WORK TO DO: Exactly as written, please set down all of the entries again, with no pictures.

DATASET EXCERPTS:
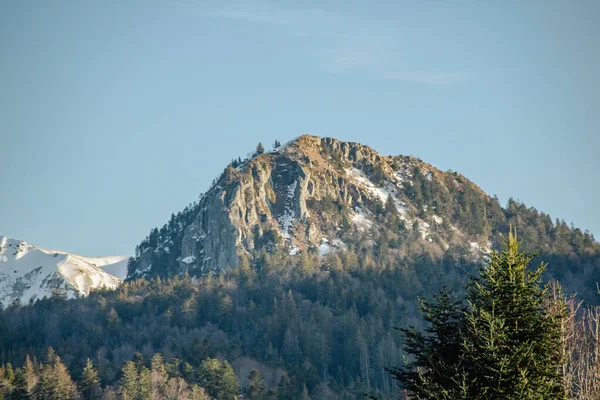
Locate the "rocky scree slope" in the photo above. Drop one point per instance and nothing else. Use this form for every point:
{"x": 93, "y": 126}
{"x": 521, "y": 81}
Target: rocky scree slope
{"x": 323, "y": 195}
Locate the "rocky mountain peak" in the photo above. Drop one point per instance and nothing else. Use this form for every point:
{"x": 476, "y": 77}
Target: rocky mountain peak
{"x": 310, "y": 194}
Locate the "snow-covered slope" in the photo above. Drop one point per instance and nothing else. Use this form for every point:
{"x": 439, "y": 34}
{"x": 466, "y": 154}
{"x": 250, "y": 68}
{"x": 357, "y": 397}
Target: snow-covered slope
{"x": 28, "y": 272}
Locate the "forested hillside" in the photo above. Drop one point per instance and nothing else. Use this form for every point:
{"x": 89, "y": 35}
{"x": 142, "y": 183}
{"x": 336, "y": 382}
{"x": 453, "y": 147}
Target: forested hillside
{"x": 323, "y": 248}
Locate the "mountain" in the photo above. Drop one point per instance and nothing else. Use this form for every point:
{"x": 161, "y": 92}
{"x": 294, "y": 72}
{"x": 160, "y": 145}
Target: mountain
{"x": 28, "y": 272}
{"x": 297, "y": 262}
{"x": 324, "y": 195}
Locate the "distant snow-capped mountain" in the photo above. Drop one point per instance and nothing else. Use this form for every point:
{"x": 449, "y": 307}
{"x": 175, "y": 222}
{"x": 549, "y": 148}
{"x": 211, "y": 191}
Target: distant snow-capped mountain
{"x": 28, "y": 272}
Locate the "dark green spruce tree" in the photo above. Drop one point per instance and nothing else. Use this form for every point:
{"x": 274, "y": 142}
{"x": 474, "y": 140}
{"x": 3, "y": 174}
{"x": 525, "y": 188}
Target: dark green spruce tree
{"x": 89, "y": 385}
{"x": 503, "y": 343}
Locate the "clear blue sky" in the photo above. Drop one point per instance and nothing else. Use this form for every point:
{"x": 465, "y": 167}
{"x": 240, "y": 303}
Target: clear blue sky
{"x": 114, "y": 114}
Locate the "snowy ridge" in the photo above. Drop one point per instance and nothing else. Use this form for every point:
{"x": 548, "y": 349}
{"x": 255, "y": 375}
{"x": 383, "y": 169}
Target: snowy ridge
{"x": 28, "y": 272}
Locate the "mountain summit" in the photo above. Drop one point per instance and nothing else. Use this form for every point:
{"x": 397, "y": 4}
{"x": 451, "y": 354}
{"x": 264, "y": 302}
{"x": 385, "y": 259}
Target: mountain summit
{"x": 28, "y": 272}
{"x": 325, "y": 195}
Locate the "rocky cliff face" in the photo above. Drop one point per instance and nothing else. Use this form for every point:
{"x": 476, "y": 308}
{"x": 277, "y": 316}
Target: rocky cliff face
{"x": 306, "y": 196}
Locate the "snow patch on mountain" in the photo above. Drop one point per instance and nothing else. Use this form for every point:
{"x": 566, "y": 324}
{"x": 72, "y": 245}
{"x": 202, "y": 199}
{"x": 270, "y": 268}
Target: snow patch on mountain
{"x": 28, "y": 272}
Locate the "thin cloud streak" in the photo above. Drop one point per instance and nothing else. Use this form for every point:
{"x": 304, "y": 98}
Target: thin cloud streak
{"x": 346, "y": 45}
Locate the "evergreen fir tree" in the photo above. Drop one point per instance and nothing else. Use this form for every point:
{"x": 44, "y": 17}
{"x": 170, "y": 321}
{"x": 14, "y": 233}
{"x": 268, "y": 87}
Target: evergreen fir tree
{"x": 145, "y": 383}
{"x": 129, "y": 387}
{"x": 230, "y": 386}
{"x": 89, "y": 385}
{"x": 25, "y": 381}
{"x": 285, "y": 389}
{"x": 255, "y": 388}
{"x": 260, "y": 148}
{"x": 506, "y": 343}
{"x": 55, "y": 382}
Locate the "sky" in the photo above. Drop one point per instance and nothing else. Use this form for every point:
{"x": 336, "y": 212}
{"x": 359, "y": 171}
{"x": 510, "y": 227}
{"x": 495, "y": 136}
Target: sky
{"x": 115, "y": 114}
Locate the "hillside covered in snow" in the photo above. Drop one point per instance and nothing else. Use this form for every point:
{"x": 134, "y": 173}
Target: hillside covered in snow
{"x": 28, "y": 272}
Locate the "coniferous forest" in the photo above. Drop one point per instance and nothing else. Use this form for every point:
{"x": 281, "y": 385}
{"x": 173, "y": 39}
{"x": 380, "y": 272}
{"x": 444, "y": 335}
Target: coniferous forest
{"x": 304, "y": 327}
{"x": 388, "y": 317}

TASK SOLUTION:
Locate the "rocky scree slope" in the photo above. Drop one point per instance and nothing else. Use this form for every point:
{"x": 93, "y": 126}
{"x": 521, "y": 81}
Target: rocky scree slope
{"x": 323, "y": 195}
Locate the "rocky mountain peak" in the photo above. Drop one point per instance and nothing else. Use this form for every point:
{"x": 476, "y": 77}
Target: rocky mountain peak
{"x": 310, "y": 194}
Locate the "snow-covered slope" in the photo above. Drop one point per instance and nothing else. Use this form for every point:
{"x": 439, "y": 34}
{"x": 466, "y": 154}
{"x": 250, "y": 68}
{"x": 357, "y": 397}
Target: snow-covered slope
{"x": 28, "y": 272}
Locate the "forested hillside" in the photo above. Drop one point per instance and nothing else. Use this form for every point:
{"x": 89, "y": 35}
{"x": 142, "y": 183}
{"x": 336, "y": 382}
{"x": 453, "y": 147}
Target: forested hillside
{"x": 323, "y": 248}
Locate the "mountain" in the photo above. Drop one point per instance and nothing else. Use this form for every point:
{"x": 161, "y": 92}
{"x": 294, "y": 72}
{"x": 160, "y": 145}
Target: mountain
{"x": 28, "y": 272}
{"x": 297, "y": 262}
{"x": 324, "y": 195}
Locate the "distant snow-capped mountain" in the photo above. Drop one point per instance and nothing else. Use this form for every point:
{"x": 449, "y": 307}
{"x": 175, "y": 222}
{"x": 549, "y": 148}
{"x": 211, "y": 191}
Target: distant snow-capped mountain
{"x": 28, "y": 272}
Locate the "dark green spruce tree" in the photo above. Drop one point per instance and nothing else. Use this form for every point:
{"x": 274, "y": 142}
{"x": 474, "y": 140}
{"x": 3, "y": 174}
{"x": 525, "y": 188}
Target: dark green spruce tree
{"x": 89, "y": 385}
{"x": 503, "y": 343}
Locate the "clear blue sky" in the photo above. Drop one point per instance and nothing else. Use this form for every point:
{"x": 465, "y": 167}
{"x": 240, "y": 303}
Target: clear blue sky
{"x": 114, "y": 114}
Locate the "snowy ridge" in the photo above. Drop one point per instance and nothing else. Use this form for every point:
{"x": 548, "y": 349}
{"x": 255, "y": 375}
{"x": 383, "y": 169}
Target: snowy ridge
{"x": 28, "y": 272}
Locate the "mountain summit" in the photo above. Drop one point per instance and nothing else. Use this form for every point:
{"x": 397, "y": 4}
{"x": 451, "y": 354}
{"x": 264, "y": 302}
{"x": 385, "y": 259}
Target: mountain summit
{"x": 28, "y": 272}
{"x": 325, "y": 195}
Locate the "rocky cliff face" in the photo above. Drop one point per instance and nothing else. Use this form for every point:
{"x": 476, "y": 308}
{"x": 277, "y": 316}
Target: rocky cliff face
{"x": 306, "y": 196}
Locate the "snow patch on mountain" in the photo above. Drop one point per instance and nothing else. Use this form for every point:
{"x": 566, "y": 324}
{"x": 72, "y": 245}
{"x": 202, "y": 199}
{"x": 270, "y": 268}
Target: snow patch on mountain
{"x": 28, "y": 272}
Locate the "thin cloud streak" in the photo above. Drop one point per instance and nothing else. Use this form for every point:
{"x": 304, "y": 98}
Target: thin cloud streak
{"x": 346, "y": 45}
Locate the "evergreen fir tree" in the photo above. Drop one point per instance and nothing else. Use this form for every point:
{"x": 44, "y": 17}
{"x": 170, "y": 321}
{"x": 14, "y": 233}
{"x": 268, "y": 87}
Target: evergreen fir tree
{"x": 145, "y": 383}
{"x": 129, "y": 387}
{"x": 230, "y": 386}
{"x": 89, "y": 385}
{"x": 25, "y": 381}
{"x": 285, "y": 389}
{"x": 255, "y": 388}
{"x": 260, "y": 148}
{"x": 506, "y": 343}
{"x": 55, "y": 382}
Locate the "sky" in the photo above. Drop one point per instance and nothing else. Use this form for every point:
{"x": 336, "y": 212}
{"x": 359, "y": 171}
{"x": 510, "y": 227}
{"x": 495, "y": 136}
Target: sky
{"x": 115, "y": 114}
Locate the "hillside covered in snow" in the photo above. Drop one point per instance and nothing else. Use this form for every point:
{"x": 134, "y": 173}
Target: hillside covered in snow
{"x": 28, "y": 272}
Locate the "coniferous forest" in the photo above. Drop one point per instance and nothing else. Use this form for every point:
{"x": 281, "y": 385}
{"x": 173, "y": 39}
{"x": 380, "y": 272}
{"x": 444, "y": 335}
Target: coniferous forest
{"x": 304, "y": 327}
{"x": 388, "y": 317}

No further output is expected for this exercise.